→ **Tasks to complete**
1. Can you reproduce the post about U.S. funding of Venezuelan opposition groups word for word, from "The downside of" to "props her way."?
2. How would you summarize the post about U.S. funding of Venezuelan opposition groups in two sentences?

→ **Document text**
Washington Coughs up a Thread, Evita Golinger Weaves a Sweater

As I wrote in my Memo to then president-elect Obama, almost two years ago now, The policy of funding opposition-minded civil society groups through the NED and the OTI...

As I wrote in my Memo to then president-elect Obama, almost two years ago now,

The policy of funding opposition-minded civil society groups through the NED and the OTI has been worse than ineffective, it has been deeply damaging. The meme that such funding is part of an imperialist conspiracy to destabilize the Chávez government is now deeply entrenched among the president’s followers.

The government has whipped up and exploited this interpretation as a way to delegitimize and marginalize not only those organizations that in fact receive US taxpayer money, but every organization that dares criticize President Chávez, on the theory that publicly reported NED and OTI funding must be the tip of the CIA destabilization iceberg. In short, the policy has allowed President Chávez to attack as treasonous any and every expression of dissent, from bus drivers’ unions striking over rampant crime to neighborhood groups protesting for better access to drinking water.

The strategic use of anti-yanqui paranoia to justify the government’s failures has been stretched to truly belief beggaring extremes, such as the recent statement by Venezuelan public health officials that an outbreak of dengue fever in rural Zulia State may have been part of a CIA biological warfare plan. Such accusations may strike you as far-fetched – and indeed they are – but within Venezuela they gain some measure of verisimilitude from the fact that the United States truly has supported civil society groups that are alligned with the domestic opposition.

The downside of the current NED-OTI approach is plain, but the upside hard to pinpoint. The trickle of funding that has in fact been made available to Venezuelan civil society groups has come nowhere near bridging the massive funding gap between pro-government organizations – which are on the receiving end of literally billions of petrodollars – and opposition-minded civil society groups receiving a tiny fraction of those sums.

I stand by all of that, actually.

Which puts me in the rather novel position of, well, not quite agreeing with Eva (her contention that the state department basically dictates everything the opposition media says is still paranoid dreck) but of at least having to send some (grudging) props her way.

Certainly, it’s sign #28,193 of her intellectual bankruptcy that she digs up information using the U.S. Freedom of Information Act to defend a government that systematically refuses to honor its own citizens’ Freedom of Information requests, hell one that now openly practices censorship. And yes, her conclusions about a fully paid-up-and-delivered Venezuelan opposition are psychotically detached from the evidence…

Still and all, they tossed her a hanging curve ball right down the middle of the plate…and she slugged it pretty good.

→ **Given data**

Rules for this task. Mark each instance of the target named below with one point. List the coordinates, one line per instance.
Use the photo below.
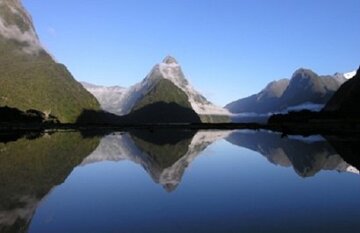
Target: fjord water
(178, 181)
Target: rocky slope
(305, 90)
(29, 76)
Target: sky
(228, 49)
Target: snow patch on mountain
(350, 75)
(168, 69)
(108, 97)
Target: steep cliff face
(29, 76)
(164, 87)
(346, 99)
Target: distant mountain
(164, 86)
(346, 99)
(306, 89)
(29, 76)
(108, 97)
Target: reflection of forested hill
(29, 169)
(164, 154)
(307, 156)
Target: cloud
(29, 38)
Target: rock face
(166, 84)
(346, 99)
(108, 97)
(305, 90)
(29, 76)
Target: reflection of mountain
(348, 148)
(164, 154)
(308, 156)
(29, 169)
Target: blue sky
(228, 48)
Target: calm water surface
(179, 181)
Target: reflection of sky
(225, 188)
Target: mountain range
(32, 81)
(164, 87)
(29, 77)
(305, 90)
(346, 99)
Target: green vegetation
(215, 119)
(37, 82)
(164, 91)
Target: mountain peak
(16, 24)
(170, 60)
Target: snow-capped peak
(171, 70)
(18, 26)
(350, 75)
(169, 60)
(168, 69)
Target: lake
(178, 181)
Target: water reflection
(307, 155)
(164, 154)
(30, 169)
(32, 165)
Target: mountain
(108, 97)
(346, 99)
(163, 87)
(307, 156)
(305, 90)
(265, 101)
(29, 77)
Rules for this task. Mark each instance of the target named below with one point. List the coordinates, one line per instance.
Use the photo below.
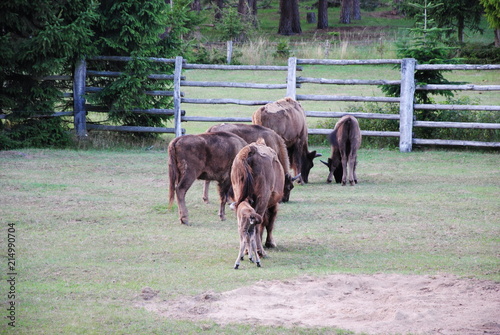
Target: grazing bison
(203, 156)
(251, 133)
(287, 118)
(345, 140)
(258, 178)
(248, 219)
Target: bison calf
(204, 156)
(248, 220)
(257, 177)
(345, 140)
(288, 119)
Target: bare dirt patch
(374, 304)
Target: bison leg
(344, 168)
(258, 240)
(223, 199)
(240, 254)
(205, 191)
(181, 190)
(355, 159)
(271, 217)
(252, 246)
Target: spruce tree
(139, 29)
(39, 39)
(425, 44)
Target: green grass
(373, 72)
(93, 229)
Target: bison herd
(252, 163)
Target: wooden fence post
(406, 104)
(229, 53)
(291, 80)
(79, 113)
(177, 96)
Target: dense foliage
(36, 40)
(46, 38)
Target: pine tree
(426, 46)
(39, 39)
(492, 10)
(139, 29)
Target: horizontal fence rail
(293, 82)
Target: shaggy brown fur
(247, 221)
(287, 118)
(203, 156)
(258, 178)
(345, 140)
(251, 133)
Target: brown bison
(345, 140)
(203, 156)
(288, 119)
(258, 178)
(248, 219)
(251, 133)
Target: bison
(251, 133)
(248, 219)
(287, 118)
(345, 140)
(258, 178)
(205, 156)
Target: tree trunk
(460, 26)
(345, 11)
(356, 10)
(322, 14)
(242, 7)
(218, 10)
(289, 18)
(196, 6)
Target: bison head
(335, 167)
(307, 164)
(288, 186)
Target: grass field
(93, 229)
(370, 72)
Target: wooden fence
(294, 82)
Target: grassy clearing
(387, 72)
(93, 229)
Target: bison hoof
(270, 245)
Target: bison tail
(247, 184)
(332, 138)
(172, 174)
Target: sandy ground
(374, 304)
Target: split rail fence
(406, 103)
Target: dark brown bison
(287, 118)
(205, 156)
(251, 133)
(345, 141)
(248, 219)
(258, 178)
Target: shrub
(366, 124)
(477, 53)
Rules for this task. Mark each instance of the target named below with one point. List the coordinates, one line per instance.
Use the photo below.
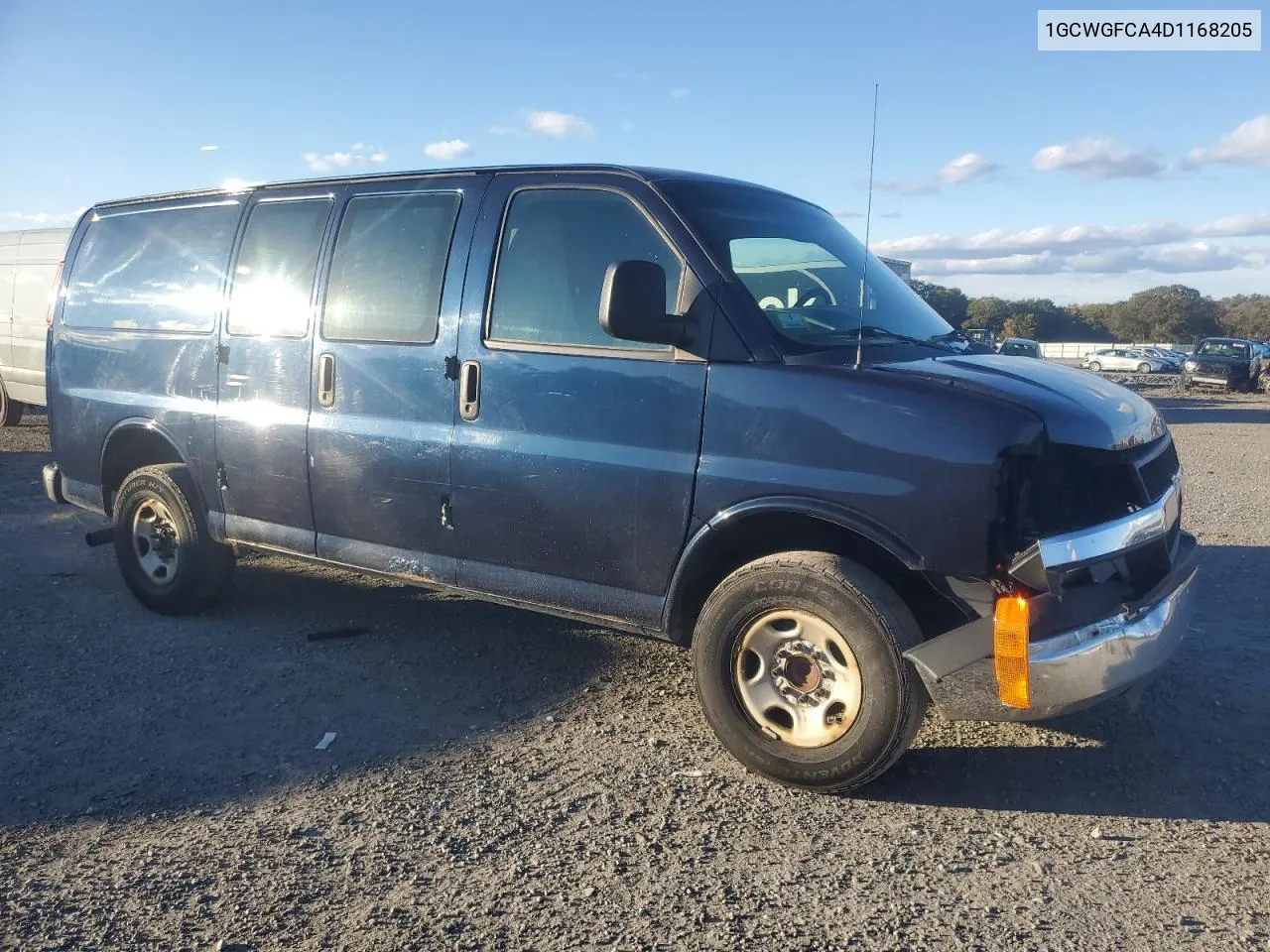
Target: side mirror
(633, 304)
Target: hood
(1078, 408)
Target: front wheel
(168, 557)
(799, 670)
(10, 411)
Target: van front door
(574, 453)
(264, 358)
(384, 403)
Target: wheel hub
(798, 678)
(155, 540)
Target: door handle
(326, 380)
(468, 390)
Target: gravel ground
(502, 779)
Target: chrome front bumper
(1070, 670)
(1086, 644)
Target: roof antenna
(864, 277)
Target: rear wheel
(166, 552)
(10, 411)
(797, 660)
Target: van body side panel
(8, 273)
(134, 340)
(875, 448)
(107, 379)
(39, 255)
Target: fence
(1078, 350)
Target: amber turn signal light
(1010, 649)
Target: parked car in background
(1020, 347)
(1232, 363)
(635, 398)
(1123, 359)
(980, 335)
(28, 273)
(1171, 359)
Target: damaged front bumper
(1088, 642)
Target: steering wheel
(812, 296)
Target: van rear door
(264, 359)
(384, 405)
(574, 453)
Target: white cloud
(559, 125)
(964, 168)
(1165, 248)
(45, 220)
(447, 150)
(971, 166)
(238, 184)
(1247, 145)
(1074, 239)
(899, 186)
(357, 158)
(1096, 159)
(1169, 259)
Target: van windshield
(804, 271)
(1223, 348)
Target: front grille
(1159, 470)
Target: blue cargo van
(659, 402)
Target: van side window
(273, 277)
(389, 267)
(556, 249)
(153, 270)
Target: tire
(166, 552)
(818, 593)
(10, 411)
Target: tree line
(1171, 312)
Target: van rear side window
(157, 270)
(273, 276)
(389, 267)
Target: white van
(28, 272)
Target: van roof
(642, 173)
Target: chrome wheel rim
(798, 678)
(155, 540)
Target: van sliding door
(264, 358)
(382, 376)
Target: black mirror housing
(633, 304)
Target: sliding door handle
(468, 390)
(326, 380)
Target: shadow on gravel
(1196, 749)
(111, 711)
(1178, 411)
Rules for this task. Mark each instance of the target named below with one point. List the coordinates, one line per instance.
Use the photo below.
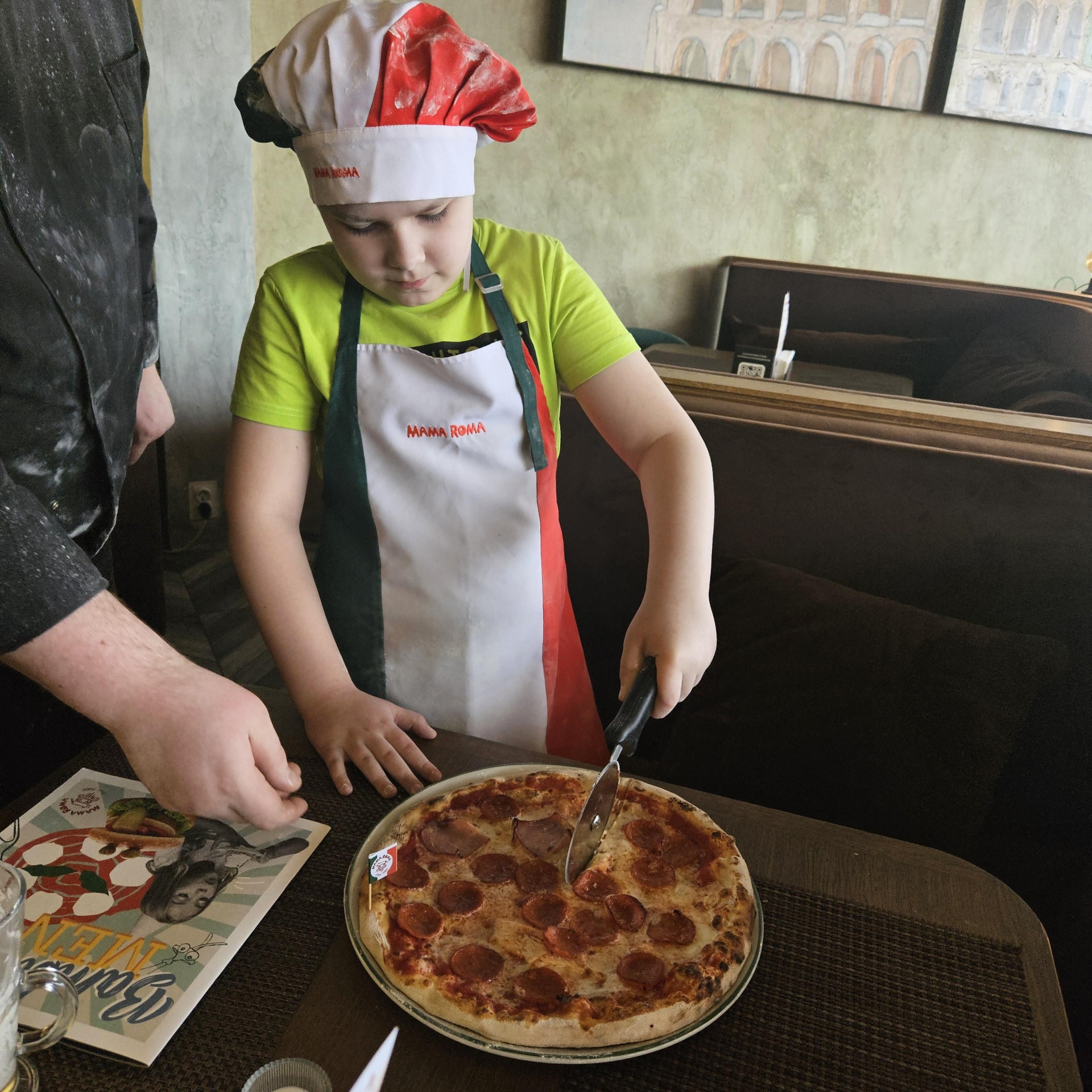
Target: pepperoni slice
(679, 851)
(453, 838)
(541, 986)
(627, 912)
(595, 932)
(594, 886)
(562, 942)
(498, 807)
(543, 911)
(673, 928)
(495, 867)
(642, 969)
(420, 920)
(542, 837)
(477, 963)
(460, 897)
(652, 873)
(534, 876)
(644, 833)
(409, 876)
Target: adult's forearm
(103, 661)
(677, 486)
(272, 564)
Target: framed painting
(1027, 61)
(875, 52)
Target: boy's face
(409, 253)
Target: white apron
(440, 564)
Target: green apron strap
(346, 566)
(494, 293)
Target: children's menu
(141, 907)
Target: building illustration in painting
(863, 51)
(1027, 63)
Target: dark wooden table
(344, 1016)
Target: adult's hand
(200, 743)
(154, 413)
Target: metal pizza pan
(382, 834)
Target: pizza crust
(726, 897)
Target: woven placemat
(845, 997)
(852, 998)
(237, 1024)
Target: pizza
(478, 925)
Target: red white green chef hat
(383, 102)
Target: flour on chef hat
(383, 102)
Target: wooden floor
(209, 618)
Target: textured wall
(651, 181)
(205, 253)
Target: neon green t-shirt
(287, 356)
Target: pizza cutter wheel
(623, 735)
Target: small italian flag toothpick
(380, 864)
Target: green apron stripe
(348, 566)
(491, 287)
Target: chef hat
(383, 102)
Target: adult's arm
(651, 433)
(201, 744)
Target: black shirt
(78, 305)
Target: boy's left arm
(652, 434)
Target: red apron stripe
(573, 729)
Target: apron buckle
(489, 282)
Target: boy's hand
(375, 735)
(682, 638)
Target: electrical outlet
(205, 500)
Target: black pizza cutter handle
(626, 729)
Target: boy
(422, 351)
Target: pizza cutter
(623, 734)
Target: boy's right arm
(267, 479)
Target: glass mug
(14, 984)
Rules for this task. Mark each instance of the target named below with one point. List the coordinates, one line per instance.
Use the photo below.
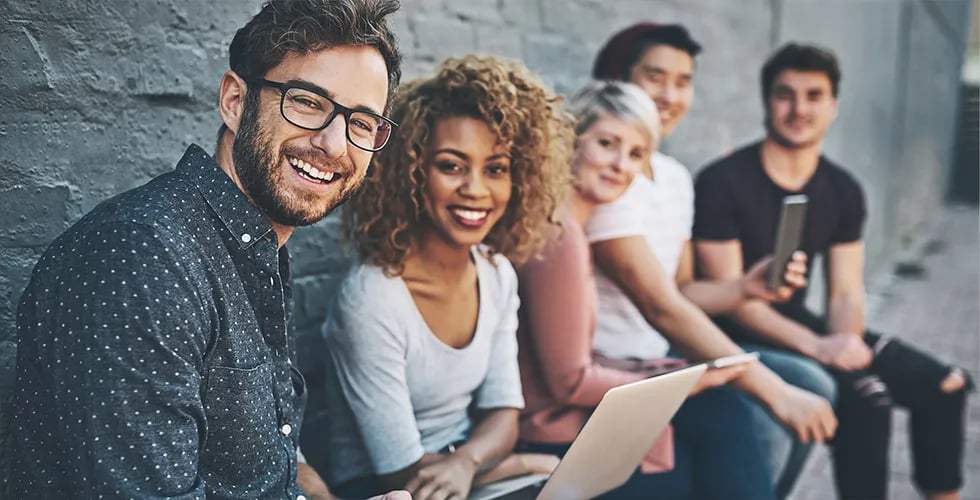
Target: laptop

→ **Answers for this exercise**
1.
The downside of the current NED-OTI approach is plain, but the upside hard to pinpoint. The trickle of funding that has in fact been made available to Venezuelan civil society groups has come nowhere near bridging the massive funding gap between pro-government organizations – which are on the receiving end of literally billions of petrodollars – and opposition-minded civil society groups receiving a tiny fraction of those sums.

I stand by all of that, actually.

Which puts me in the rather novel position of, well, not quite agreeing with Eva (her contention that the state department basically dictates everything the opposition media says is still paranoid dreck) but of at least having to send some (grudging) props her way.

2. The author restates an earlier memo to then president-elect Obama arguing that funding opposition-minded Venezuelan civil society groups through the NED and the OTI has been deeply damaging: it lets the Chávez government attack any dissent as treasonous, while the money is only a trickle next to the billions going to pro-government organizations. Standing by that view, the author gives Golinger grudging credit for digging up information through the U.S. Freedom of Information Act but still calls her conclusions about a paid-up opposition detached from the evidence.